§ WORK TO DO
Only the lines from the one containing "Could you point out the torn" through the final line of the material below should be output, exactly as they stand.

[Excerpt from a dataset]
* * * * * * *

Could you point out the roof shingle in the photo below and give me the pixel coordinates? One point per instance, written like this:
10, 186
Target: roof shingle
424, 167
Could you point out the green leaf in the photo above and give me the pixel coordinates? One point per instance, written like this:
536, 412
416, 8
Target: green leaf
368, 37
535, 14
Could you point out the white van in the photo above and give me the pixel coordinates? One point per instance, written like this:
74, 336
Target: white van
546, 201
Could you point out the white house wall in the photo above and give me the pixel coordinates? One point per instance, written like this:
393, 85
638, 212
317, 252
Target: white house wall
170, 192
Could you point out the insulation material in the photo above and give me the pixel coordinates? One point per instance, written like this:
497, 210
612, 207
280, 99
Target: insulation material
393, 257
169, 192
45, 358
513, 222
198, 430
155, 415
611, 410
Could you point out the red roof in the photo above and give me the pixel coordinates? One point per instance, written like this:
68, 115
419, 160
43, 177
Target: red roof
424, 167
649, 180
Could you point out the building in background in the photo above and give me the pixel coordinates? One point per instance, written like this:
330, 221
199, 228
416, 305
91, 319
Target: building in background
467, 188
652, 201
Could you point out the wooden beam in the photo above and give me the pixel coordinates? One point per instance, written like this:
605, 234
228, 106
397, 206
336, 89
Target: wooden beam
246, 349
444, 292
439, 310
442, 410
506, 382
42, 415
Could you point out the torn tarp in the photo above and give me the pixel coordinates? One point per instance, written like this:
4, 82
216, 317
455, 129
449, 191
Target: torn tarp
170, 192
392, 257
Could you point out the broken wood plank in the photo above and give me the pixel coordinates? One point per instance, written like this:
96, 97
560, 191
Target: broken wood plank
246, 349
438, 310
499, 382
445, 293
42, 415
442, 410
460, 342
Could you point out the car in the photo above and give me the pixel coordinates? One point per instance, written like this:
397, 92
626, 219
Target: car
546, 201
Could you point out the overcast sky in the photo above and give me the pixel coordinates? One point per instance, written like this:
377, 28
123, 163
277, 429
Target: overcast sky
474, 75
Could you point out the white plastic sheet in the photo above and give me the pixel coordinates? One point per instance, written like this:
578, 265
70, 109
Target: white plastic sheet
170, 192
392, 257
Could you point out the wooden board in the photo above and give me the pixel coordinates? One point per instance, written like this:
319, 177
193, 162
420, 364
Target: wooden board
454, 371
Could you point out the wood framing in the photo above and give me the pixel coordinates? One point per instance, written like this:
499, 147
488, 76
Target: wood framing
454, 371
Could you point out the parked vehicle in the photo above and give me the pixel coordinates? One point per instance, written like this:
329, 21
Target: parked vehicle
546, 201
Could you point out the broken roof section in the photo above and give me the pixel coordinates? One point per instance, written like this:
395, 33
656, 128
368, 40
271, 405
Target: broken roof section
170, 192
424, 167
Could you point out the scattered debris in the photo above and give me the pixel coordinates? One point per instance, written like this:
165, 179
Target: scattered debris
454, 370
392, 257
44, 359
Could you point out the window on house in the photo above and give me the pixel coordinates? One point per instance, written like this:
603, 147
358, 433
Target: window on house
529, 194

* * * * * * *

§ RIGHT ANSWER
Could you point out the torn tarp in the photo above and give me the pixel coordinates? One point per instance, written like this:
4, 82
216, 317
455, 129
449, 191
Target: torn tarp
170, 192
392, 257
Could you point out the broken wood plank in the photo above and give me the pixel coordinates? One point per instance, written like this:
96, 97
560, 191
Target: broken wood plank
246, 349
438, 310
499, 382
445, 293
42, 415
442, 410
460, 342
Could you point out the car in the photo above and give me the pixel coordinates? One point per instance, written like this:
397, 92
626, 219
Target: car
546, 201
Could you point out the overcast sky in the photo above and give me the pixel coordinates? One point per instance, written like this:
377, 28
123, 163
277, 429
Target: overcast sky
474, 75
Could you point out the white plastic sheet in the photo above and give me the pixel coordinates? One point per instance, written like this:
578, 265
70, 109
Target: white plastic sheet
170, 192
392, 257
Could you point out the wooden board in the photo above and give me the pixel coordinates? One point per instance, written like this:
319, 177
193, 162
420, 364
Target: wooden board
454, 371
Could you point out the wood framing in the photo above and give me the pixel coordinates? One point per instance, written like this:
499, 147
488, 76
Target: wood framing
454, 371
Could you point out the parked vehicle in the photo above and give me the pixel coordinates? One point per instance, written like this:
329, 21
Target: parked vehicle
546, 201
Could you point out the broken roof section in the photo above and give me the pixel coordinates? One point per instance, written like this:
395, 33
656, 128
368, 40
271, 405
Target: broken roof section
170, 192
424, 167
Could you point out the scattered debris in the photo above and give me the pixel coordinates? One point per instance, written like this:
165, 179
Target: scattered debris
454, 370
392, 257
44, 359
Could you point out the window on house in the photo above and give me the pixel coordinates? One point per instance, written like this:
603, 147
358, 433
Target: window on house
529, 194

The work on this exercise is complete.